(Stored items from a collection)
((
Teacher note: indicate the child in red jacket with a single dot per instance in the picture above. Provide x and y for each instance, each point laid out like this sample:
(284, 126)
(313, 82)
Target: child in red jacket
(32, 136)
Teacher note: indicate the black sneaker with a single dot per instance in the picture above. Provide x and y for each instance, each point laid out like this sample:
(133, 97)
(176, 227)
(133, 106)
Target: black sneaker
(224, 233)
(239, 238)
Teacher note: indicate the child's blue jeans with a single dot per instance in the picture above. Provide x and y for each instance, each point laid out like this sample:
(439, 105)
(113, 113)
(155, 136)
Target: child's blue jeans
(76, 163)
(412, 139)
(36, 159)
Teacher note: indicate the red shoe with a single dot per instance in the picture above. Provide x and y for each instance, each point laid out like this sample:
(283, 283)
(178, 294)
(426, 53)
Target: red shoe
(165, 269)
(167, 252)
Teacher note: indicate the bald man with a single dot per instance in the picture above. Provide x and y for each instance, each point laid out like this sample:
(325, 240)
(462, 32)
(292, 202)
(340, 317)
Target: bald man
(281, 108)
))
:: What you should do ::
Go through the data above and repeat all of it exactly.

:: Answer to this task ::
Teacher note: indicate the child in red jacket with a single dot per instance in the picture above. Provide x and y for each instance, each point laid out like this sample:
(284, 126)
(313, 82)
Target: child in red jacket
(32, 136)
Teacher note: indicate the black sneaker with a single dot per instance in the picture above. Provide x and y for each instance, each point laid out like this sample:
(133, 97)
(176, 227)
(133, 106)
Target: black sneaker
(224, 233)
(239, 238)
Teacher note: indicate the child's blue jeans with a single dot per instance in the picture above. Provide x and y for each instance, each point laid out like this sample:
(439, 105)
(113, 113)
(155, 136)
Target: child's blue jeans
(76, 163)
(412, 139)
(36, 159)
Teacher note: indicate the red shoe with a single dot per instance in the picture above. Provide x and y for each instance, each point laid out like this sample:
(283, 283)
(178, 294)
(426, 53)
Target: red shoe
(165, 269)
(167, 252)
Teacher note: indicate the bald man with a single dot per instance in the picture above. Provide x and y for each instance, each point laid out like this sample:
(325, 240)
(462, 32)
(292, 202)
(340, 317)
Target: bald man
(281, 108)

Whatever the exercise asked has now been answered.